#### Short task
Report each line of the data below that contains the string "mottled", treating uppercase and lowercase letters as different.
* * * * * * * * *
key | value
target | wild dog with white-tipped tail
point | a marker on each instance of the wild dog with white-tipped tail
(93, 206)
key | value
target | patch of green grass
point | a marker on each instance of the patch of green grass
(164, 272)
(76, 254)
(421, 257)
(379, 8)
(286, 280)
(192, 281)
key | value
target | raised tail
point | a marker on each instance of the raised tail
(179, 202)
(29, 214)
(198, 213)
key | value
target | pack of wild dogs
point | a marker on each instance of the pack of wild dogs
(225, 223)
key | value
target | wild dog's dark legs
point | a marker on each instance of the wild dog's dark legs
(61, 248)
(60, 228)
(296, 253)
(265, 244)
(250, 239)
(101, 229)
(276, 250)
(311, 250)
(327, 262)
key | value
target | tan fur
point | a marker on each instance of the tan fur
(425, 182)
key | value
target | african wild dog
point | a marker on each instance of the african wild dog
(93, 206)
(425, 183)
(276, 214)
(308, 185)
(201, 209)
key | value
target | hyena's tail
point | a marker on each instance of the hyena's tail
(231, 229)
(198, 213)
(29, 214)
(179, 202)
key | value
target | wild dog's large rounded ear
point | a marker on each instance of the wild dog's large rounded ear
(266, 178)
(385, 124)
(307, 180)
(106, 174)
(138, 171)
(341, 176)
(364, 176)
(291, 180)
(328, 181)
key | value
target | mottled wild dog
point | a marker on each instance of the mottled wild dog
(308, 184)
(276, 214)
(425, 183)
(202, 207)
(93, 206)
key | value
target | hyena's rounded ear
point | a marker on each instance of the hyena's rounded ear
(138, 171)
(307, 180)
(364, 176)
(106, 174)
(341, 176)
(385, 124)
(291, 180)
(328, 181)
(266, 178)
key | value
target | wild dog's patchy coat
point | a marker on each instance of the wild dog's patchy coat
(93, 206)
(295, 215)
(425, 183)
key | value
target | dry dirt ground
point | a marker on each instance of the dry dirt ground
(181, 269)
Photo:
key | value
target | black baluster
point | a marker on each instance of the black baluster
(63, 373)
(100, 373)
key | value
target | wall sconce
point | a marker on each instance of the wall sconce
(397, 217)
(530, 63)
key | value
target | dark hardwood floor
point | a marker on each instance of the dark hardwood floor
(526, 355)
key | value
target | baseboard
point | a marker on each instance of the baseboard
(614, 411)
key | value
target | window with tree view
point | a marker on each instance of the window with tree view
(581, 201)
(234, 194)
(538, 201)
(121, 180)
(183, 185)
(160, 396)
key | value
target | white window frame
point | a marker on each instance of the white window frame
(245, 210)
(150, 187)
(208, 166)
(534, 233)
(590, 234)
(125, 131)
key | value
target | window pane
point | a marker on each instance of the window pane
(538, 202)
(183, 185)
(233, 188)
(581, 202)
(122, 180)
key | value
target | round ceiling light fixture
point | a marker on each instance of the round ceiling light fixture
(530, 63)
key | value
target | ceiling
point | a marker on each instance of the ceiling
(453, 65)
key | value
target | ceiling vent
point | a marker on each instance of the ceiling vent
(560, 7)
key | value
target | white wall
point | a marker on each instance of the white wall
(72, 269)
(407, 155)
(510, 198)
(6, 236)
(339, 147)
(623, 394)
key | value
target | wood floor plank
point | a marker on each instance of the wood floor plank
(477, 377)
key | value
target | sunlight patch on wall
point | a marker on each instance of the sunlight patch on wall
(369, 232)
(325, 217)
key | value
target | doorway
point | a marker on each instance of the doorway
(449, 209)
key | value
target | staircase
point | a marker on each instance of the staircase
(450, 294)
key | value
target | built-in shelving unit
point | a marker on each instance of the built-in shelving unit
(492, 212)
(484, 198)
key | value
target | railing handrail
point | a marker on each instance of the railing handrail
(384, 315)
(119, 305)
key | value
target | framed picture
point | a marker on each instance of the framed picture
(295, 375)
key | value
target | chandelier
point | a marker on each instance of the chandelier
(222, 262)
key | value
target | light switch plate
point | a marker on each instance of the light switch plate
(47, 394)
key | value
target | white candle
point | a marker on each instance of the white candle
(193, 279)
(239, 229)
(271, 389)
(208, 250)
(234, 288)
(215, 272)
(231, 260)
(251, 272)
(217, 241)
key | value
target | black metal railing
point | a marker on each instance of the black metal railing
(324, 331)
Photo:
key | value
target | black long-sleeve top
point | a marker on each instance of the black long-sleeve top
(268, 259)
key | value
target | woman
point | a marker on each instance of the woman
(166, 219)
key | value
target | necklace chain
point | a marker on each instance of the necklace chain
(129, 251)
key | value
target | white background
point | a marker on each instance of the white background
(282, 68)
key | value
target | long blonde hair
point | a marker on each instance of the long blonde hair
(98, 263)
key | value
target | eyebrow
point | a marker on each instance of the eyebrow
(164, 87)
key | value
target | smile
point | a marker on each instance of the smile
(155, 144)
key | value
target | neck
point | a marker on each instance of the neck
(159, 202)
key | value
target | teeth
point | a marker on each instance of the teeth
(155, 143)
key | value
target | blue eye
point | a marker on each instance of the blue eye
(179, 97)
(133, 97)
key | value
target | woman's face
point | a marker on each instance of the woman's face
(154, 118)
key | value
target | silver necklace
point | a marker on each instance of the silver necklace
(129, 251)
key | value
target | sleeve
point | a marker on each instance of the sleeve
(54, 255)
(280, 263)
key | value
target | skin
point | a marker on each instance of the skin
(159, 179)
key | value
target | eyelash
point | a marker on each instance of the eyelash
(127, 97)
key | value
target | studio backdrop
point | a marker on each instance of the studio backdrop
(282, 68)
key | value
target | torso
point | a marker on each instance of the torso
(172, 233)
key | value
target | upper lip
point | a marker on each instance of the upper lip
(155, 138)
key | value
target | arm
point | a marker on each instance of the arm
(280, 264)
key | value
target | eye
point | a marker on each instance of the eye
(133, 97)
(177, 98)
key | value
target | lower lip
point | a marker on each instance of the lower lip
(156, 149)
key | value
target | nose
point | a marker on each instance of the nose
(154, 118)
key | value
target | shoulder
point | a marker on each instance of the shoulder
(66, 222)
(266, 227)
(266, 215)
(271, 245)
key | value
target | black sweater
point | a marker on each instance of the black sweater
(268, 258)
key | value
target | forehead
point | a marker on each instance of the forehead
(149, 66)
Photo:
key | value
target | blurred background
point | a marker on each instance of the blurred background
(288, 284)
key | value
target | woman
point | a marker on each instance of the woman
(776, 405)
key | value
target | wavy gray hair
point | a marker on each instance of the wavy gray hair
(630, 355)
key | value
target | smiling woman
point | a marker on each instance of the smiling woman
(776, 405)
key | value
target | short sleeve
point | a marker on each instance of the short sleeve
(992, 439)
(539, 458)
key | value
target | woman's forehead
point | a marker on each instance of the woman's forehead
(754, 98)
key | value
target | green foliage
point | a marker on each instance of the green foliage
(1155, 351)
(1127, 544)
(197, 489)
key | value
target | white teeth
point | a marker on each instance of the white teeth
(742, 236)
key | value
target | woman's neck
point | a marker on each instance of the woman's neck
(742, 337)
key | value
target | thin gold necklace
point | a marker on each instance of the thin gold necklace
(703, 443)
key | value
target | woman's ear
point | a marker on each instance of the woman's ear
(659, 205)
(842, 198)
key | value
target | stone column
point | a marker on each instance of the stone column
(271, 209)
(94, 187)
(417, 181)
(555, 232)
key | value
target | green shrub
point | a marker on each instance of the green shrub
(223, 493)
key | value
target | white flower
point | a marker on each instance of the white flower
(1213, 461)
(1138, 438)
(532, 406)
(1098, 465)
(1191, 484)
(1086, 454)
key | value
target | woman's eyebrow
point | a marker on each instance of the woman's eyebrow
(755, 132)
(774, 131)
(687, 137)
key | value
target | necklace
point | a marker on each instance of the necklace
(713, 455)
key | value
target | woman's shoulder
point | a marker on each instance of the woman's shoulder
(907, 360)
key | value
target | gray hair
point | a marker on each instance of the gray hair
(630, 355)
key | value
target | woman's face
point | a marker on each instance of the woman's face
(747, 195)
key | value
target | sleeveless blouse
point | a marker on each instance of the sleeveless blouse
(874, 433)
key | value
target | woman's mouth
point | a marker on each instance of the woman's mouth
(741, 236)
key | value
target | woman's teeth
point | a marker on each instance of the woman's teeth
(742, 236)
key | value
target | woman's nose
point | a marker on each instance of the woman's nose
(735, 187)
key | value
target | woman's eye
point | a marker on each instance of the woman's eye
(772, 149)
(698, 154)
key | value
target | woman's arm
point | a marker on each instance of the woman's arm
* * * * * * * * *
#### Task result
target | mottled wild dog
point | a marker on each instance of the mottled wild dog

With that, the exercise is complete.